GIVEN REQUEST:
Rescale the rows below, from the line that contains "Would you mind tagging the white" through the end of the rows, and give only those lines again with the requests included. Multiply every coordinate in the answers by 1.85 and round to whole numbers with halves rounded up, but leave the requests and their sample coordinates unchanged.

INPUT DATA:
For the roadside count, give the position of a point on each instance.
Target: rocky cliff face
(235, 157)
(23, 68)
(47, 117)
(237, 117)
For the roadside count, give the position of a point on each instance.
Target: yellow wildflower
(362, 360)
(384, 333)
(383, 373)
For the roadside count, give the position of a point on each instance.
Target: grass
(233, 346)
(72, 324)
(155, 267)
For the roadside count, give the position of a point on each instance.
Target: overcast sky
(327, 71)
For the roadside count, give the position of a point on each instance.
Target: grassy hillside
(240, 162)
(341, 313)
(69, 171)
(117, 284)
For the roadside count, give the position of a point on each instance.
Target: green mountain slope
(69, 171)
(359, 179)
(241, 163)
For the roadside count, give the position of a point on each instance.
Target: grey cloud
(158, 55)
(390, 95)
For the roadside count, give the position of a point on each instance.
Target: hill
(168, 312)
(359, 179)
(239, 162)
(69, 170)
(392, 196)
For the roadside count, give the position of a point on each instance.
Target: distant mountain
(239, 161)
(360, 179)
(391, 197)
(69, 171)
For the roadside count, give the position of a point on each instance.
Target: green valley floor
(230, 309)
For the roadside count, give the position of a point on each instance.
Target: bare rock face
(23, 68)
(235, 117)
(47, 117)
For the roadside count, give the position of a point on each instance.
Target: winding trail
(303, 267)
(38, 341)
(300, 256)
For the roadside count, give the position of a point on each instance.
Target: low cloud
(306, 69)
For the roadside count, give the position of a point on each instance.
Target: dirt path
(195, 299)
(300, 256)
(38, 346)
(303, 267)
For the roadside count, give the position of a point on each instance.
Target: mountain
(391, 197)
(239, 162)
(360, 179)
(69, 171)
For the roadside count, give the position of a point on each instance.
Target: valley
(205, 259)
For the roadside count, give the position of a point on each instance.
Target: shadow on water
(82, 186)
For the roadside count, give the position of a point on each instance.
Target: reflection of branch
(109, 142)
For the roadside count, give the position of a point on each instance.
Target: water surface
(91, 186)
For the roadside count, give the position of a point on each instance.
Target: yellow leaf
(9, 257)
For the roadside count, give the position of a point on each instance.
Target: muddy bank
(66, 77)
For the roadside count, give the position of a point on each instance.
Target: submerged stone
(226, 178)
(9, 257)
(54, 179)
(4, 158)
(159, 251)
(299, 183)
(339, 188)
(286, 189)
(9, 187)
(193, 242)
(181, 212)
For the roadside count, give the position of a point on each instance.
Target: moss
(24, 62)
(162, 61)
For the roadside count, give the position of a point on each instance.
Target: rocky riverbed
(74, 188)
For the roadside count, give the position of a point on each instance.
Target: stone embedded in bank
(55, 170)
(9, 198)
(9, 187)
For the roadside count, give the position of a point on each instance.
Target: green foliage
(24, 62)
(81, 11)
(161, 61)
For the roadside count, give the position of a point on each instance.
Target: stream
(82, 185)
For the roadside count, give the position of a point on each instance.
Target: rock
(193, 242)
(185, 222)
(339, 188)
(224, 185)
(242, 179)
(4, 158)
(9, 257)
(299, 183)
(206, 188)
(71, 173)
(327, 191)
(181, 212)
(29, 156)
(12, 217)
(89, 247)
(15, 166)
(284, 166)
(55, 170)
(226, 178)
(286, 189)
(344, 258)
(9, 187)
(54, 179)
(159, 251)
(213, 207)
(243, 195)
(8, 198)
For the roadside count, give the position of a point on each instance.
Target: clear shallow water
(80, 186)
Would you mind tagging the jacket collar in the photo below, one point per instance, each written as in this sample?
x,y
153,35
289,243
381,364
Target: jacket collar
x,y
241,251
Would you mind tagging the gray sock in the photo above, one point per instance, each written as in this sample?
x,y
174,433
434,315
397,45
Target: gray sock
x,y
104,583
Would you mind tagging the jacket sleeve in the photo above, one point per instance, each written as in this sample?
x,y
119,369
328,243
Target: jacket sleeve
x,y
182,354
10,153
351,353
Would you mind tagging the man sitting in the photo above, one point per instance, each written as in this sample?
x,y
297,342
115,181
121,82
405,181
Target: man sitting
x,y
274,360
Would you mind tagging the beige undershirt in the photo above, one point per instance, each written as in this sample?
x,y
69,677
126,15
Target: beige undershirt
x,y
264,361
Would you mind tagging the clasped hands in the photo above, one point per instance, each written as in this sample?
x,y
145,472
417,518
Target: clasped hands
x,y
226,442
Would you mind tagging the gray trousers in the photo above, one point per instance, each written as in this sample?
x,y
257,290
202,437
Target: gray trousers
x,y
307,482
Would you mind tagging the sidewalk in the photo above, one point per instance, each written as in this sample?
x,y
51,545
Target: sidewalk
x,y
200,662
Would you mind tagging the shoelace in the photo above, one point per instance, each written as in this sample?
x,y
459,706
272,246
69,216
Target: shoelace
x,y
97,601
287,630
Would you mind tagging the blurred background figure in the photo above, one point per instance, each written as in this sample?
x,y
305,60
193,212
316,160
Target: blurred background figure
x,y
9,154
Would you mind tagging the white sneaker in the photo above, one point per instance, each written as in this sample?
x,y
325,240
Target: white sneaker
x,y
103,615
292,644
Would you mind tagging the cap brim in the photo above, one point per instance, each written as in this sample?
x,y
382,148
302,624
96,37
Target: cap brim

REPLY TO THE TASK:
Would you mind tagging the white sneaker in the photo above, one point per instance, each written as in this sample?
x,y
325,240
Target: white sneaker
x,y
191,1138
540,1191
Would you mind tagging the cap brim in the photo above, one point per instance, each written as in this sample?
x,y
382,148
302,624
96,37
Target: cap brim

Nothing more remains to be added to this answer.